▶ [TEXTE FOURNI]:
+ + +

Les royaumes scandinaves se convertissent au christianisme
La conversion des royaumes scandinaves (entre 960 et 1020) peut paraître rapide et surtout ''facile'', mais ne correspond en définitive qu'à une ordonnance politique officielle. Dans la culture nordique, le leader, qu'il soit chef de famille ou roi impose son modèle à ceux qu'ils dirigent, un père à sa famille, un roi à ses sujets. Lorsque qu'un chef se convertit au christianisme, tous ses hommes en font de même : « C'est à l'aristocratie qu'il fallait s'adresser et à elle seule » écrit Lucien Musset en parlant de la Suède(5).
L'exemple de la conversion de Rollon et de tous ses guerriers en Normandie en 911 répond à ce modèle classique. Cela ne veut pas dire pour autant que les cultes païens cessent du jour au lendemain, bien au contraire. En Islande par exemple, si le christianisme est adopté par l'assemblée parlementaire réunie à Pingvellir(6), le pays ne compte pas suffisamment de prêtres pour assurer les baptêmes, les mariages, les messes... Il faut attendre le milieu du XIe siècle pour que la société devienne finalement chrétienne dans les mœurs. Le roi Olafr Tryggvasson, un des plus importants évangélisateurs de Scandinavie, ce qui lui a valu d'être canonisé sous le nom de Saint Olaf, doit son surnom «Tryggvason » (patte de corneille) au fait qu'il lisait l'avenir dans les ossements d'oiseau.
La Scandinavie offre une expérience unique de conversion des peuples. Le modèle classique, tel qu'il s'est diffusé en orient et en occident, se diffuse à partir de la base pyramidale de la société, le peuple, et remonte progressivement vers les plus hautes sphères sociales, la noblesse, et le cœur du pouvoir central, le roi, qui fait du christianisme la religion d'état. Dans l'espace scandinave on observe le modèle inverse. Ce sont les souverains qui embrassent les premiers la foi chrétienne puis qui soumettent dans un deuxième temps leur peuple à cette religion.
L'ouverture de l'Europe du Nord au reste du monde au IXe siècle, notamment Anglo-Saxons et Francs permet la diffusion d'un modèle sociopolitique nouveau. Jusqu'à cette période, il n'existe que de petits états qui ne parviennent pas à s'imposer à leurs voisins. L'exemple de l'empire carolingien, même décadent et affaibli, constitue un modèle politique largement plus développé que tout ce que les scandinaves connaissent. Dès les premiers contacts à la fin du VIIIè siècle, l'Église va chercher à diffuser la foi chrétienne dans le nord, « confiants dans les vertus surnaturelles du baptême »(7). Les Annales de Saint Bertin mentionnent le baptême de deux chefs viking, Weland en 862 et Hundeus en 897.

+ + +

▶ [DONNÉES ENREGISTRÉES]:
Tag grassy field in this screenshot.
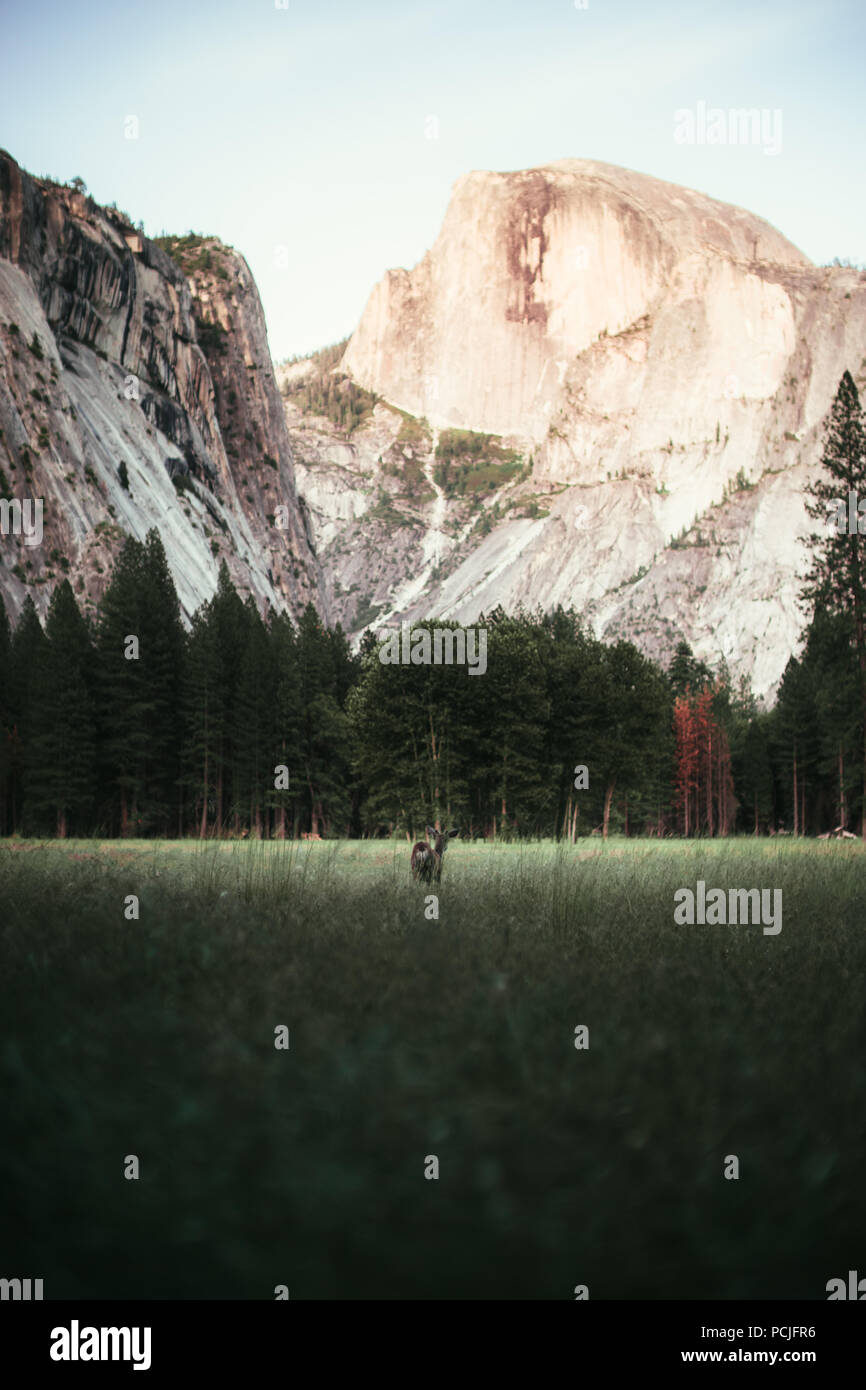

+ + +

▶ [EXERCICE PROPOSÉ A]:
Dans le texte sur la conversion des royaumes scandinaves, remplacez « souverains » par « rois » et reproduisez tout ce qui va de « La Scandinavie offre » jusqu'à « à cette religion. ».
▶ [EXERCICE PROPOSÉ B]:
Rédigez la suite du texte sur la conversion des royaumes scandinaves au christianisme, après sa dernière phrase.

▶ [RÉPONSE ATTENDUE A]:
La Scandinavie offre une expérience unique de conversion des peuples. Le modèle classique, tel qu'il s'est diffusé en orient et en occident, se diffuse à partir de la base pyramidale de la société, le peuple, et remonte progressivement vers les plus hautes sphères sociales, la noblesse, et le cœur du pouvoir central, le roi, qui fait du christianisme la religion d'état. Dans l'espace scandinave on observe le modèle inverse. Ce sont les rois qui embrassent les premiers la foi chrétienne puis qui soumettent dans un deuxième temps leur peuple à cette religion.

▶ [RÉPONSE ATTENDUE B]:
Le fait de devenir chrétien offre des perspectives pour les chefs les plus ambitieux. Dans ses Gesta Normannorum, Saxo Grammaticus nous rapporte que le roi Danois Harald n'obtient les renforts militaires qu'il a demandé au roi Louis le Pieux pour combattre les Saxons qu'après s'être fait baptiser. De même en 830, le roi Björn autorise la construction d'une chapelle dans son royaume qu'afin d'obtenir des accords commerciaux avec les francs.
Le roi scandinave est une personne sacrée, il est élu « par un cercle restreint de familles pour assurer à ses sujets des années fécondes et la paix »(8). Il est nommé pour un an au cours duquel il peut gagner gloire et respect en menant à bien sa charge. En cas de manquement il est brûlé vif. A cause de l'enclavement qui touche toute la société scandinave, la survie passe inévitablement par le commerce, ce qui nécessite de composer avec le monde chrétien.
Hors, ces derniers refusent de marchander avec des païens et n'acceptent d'échanger avec eux que s'ils se soumettent à la primasignatio (9), sorte de baptême expéditif. La Vita Anskarii(10) rapporte que « beaucoup de gens recevaient le signe de la croix pour devenir catéchumènes par quoi ils avaient accès à l'église et assistaient aux saints offices ». Ce signe, indispensable pour commercer avec les chrétiens n'interdit aucunement pour ceux qui la reçoivent la pratique de leur culte mais elle permet l'ouverture sur un monde nouveau et l'introduction de la culture chrétienne en Scandinavie.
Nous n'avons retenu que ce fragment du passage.